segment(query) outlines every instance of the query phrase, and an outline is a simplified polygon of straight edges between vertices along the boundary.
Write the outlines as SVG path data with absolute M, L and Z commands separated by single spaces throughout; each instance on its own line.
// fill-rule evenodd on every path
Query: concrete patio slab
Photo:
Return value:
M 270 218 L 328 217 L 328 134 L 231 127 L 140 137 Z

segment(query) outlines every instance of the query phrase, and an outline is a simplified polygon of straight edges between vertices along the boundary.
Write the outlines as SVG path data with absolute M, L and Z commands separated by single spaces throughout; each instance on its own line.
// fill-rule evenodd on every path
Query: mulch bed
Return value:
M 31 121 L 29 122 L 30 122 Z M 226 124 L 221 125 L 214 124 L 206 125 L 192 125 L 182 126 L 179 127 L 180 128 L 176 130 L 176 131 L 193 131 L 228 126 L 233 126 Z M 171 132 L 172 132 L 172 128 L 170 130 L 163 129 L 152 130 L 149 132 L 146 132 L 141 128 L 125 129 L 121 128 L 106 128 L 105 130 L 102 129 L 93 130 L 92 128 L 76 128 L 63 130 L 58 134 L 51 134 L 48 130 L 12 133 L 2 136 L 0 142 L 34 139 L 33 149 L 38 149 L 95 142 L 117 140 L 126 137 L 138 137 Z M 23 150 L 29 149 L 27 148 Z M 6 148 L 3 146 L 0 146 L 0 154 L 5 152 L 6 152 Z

━━━━━━━━━━━━━━━━━━━━━━━━━━━━━━

• [SHORT TASK] Copy out all of the material above, line for line, with nothing changed.

• [RESULT]
segment(query) outlines every instance of the query phrase, and an outline is a simplified polygon of straight edges between vertices along the boundary.
Write the outlines as SVG path data with absolute M, L and Z commands separated by single spaces throughout; each instance on its own line.
// fill-rule evenodd on every path
Query: concrete patio slab
Photo:
Return value:
M 270 218 L 328 217 L 328 134 L 231 127 L 140 137 Z

segment(query) outlines every instance of the query phrase, and an outline is a simplified polygon of straight edges between vertices along the boundary.
Write the outlines as SVG path data with absolute M, L and Z commands separated by single spaces throughout; each instance on its own line.
// fill-rule evenodd on every path
Query: mulch bed
Return value:
M 31 121 L 29 122 L 30 122 Z M 226 124 L 221 125 L 214 124 L 206 125 L 192 125 L 182 126 L 179 127 L 180 128 L 176 130 L 176 131 L 193 131 L 228 126 L 233 126 Z M 171 132 L 172 132 L 172 128 L 170 130 L 163 129 L 152 130 L 149 132 L 146 132 L 141 128 L 125 129 L 121 128 L 106 128 L 105 130 L 102 129 L 93 130 L 92 128 L 76 128 L 63 130 L 58 134 L 51 134 L 48 130 L 12 133 L 2 136 L 0 142 L 34 139 L 33 149 L 38 149 L 95 142 L 117 140 L 126 137 L 138 137 Z M 23 150 L 29 149 L 27 148 Z M 6 148 L 3 146 L 0 146 L 0 154 L 5 152 L 6 152 Z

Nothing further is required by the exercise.